Exercise text ->
┏━━
The neighborhood around this church began to populate in 1172 after the destruction of the town of Ferento; the neighborhood was only included within city walls by 1210. The fountain (Fontana di San Faustino) in front of the church was built circa 1252. The church and the town's castle were granted in 1524 by the pope to the Hospitaller knights of Rhodes, recently evicted from the island by the Ottomans. The order of knights was housed in the Rocca Albornoz, located a block northeast of this church. The Grand Master Philippe Villiers de L'Isle-Adam chose the church dedicated to the martyr Faustino, for the religious functions of the Order. He brought to the church a venerated Byzantine icon of the Madonna of Constantinople. In 1527, the Knights parted from Viterbo to relocate to Malta, thus becoming Knights of Malta.

The church was nearly completely rebuilt in 1759, this time with an apsidal dome, with designs by Giuseppe Antolini. The facade now is partially plastered in between peperino stone pilasters. Further refurbishments were completed in 1901 and 1909. Between 1960 and 1962 a new marble floor and roof were added. The central portal has a rounded tympanum. On the southwest flank are wide buttresses. On the left of the central portal a marble plaque with a peperino stone frame from 1654 recalls the presence of the Order of the Knights of Rhodes. The remains of a sundial still remain visible on the left wall. The square belltower, with an onion dome, was added in 1594.
┗━━
Using the information ->
A - From the paragraph of the church text that begins "The church was nearly completely rebuilt in 1759," list every year mentioned, in the order they appear.
B - Extend the text about the church of San Faustino with a further paragraph that picks up after its final sentence about the belltower.

Material shown ->
┏━━
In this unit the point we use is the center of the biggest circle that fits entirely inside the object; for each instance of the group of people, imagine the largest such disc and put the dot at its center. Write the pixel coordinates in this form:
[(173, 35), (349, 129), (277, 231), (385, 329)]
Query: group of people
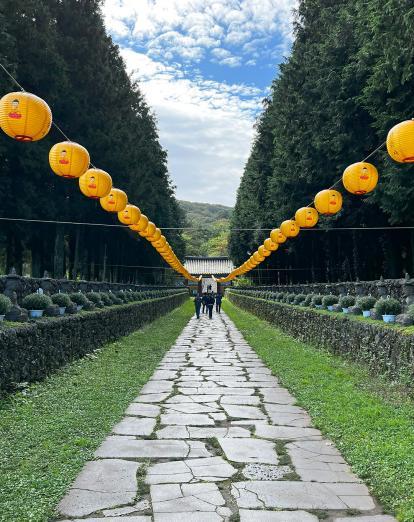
[(206, 301)]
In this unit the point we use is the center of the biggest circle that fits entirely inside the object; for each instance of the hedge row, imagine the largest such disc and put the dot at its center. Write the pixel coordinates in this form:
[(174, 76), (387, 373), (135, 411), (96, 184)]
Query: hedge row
[(31, 351), (386, 350)]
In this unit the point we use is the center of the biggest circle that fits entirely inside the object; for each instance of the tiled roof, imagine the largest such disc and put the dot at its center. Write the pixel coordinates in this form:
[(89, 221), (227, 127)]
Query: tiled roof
[(208, 265)]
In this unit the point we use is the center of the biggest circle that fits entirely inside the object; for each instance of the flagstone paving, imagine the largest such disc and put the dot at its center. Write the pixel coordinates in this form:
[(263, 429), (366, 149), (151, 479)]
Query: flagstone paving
[(213, 437)]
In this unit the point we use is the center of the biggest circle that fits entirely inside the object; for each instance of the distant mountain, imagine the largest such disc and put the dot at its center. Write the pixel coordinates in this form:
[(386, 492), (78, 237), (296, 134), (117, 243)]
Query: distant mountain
[(211, 228)]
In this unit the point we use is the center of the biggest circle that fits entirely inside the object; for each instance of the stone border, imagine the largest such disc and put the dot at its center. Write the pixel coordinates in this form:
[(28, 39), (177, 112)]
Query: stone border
[(385, 350), (31, 351)]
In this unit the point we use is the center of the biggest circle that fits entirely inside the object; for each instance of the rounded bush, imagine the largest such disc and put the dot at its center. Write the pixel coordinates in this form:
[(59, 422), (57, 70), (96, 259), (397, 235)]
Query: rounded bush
[(329, 300), (347, 301), (36, 302), (317, 300), (366, 302), (62, 300), (5, 304), (389, 306)]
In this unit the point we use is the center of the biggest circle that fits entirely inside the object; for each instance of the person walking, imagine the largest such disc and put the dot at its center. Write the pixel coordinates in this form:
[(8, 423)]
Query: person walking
[(197, 305), (219, 298), (210, 305), (204, 302)]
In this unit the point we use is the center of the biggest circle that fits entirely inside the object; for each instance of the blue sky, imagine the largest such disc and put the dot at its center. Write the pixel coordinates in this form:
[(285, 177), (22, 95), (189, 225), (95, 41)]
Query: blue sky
[(204, 67)]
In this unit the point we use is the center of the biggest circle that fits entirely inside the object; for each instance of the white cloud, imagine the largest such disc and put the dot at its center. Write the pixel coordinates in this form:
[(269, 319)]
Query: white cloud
[(187, 28), (206, 126)]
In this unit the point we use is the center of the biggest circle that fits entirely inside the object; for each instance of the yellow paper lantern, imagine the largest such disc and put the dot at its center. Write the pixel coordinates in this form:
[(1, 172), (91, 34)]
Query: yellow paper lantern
[(69, 159), (400, 142), (290, 228), (115, 201), (360, 178), (263, 251), (306, 217), (328, 202), (24, 116), (270, 245), (141, 225), (95, 183), (156, 236), (277, 237), (149, 231), (130, 215)]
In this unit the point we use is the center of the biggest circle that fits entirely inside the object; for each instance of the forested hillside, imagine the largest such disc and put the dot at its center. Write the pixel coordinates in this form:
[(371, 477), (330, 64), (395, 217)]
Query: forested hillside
[(349, 79), (61, 52), (211, 228)]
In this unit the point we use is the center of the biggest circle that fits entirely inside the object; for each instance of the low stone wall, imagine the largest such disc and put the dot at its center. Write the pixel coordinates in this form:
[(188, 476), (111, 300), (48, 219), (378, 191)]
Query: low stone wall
[(31, 351), (386, 350)]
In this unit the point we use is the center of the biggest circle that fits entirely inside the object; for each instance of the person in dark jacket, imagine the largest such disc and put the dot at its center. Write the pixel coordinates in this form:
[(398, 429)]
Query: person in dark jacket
[(204, 302), (219, 298), (197, 305), (210, 305)]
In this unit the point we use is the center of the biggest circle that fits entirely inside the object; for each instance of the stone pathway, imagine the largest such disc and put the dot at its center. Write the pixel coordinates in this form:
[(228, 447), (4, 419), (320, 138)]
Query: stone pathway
[(213, 437)]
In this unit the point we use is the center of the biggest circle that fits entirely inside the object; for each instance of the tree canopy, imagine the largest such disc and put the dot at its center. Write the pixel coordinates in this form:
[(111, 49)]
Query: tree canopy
[(348, 80), (61, 52)]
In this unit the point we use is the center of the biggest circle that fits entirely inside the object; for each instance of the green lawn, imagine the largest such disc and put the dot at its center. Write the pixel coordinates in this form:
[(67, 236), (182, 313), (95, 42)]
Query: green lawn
[(371, 423), (48, 431)]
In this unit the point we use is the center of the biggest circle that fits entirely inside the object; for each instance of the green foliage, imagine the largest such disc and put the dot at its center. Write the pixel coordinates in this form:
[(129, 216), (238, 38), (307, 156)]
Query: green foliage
[(5, 304), (211, 224), (62, 300), (79, 298), (329, 300), (370, 422), (347, 81), (61, 52), (49, 431), (389, 306), (36, 302), (366, 302), (347, 301)]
┗━━
Solved problems ->
A - 1759, 1901, 1909, 1960, 1962, 1654, 1594

B -
The interior has wooden choir stalls from the 18th century. The terracotta Via Crucis plaques were made in 1965 by Luigi Minciotti. The first altar on the right has a fresco dedicated to the Madonna della Luce and has a 15th-century fresco depicting Saints Bernardino of Siena and Catherine. The altarpiece is a canvas depicting the Immaculate Conception with Saints John the Evangelist and Nicholas of Bari (17th-century) attributed to Angelo Pucciatti. In a room of the former sacristy is an Assumption with Saints Charles Borromeo, Anthony Abbot, Mary Magdalene and Francis (1640) by Filippo Caparozzi, formerly in the Chapel of the Assumption located in the adjacent Monastery. In the right aisle of the presbytery is an altarpiece depicting the Madonna at the Sepulcher with the Angel of the Passion (18th-century) by Ludovico Mazzanti. In the Prada Chapel is a Massacre of the Innocents (1764) by Vincenzo Strigelli. The main altarpiece depicting the Martyrdom of Saints Faustino and Giovita in prison (1761) also by Strigelli. In the left apse is the icon of the Madonna of Constantinople. Other altarpieces (18th-century) depict San Giovanni di Patmos by Urbano Romanelli (son of Giovanni Francesco, and a Beheading of John the Baptist, by Anton Angelo Bonifazi transferred here from the church of San Giovanni Decollato.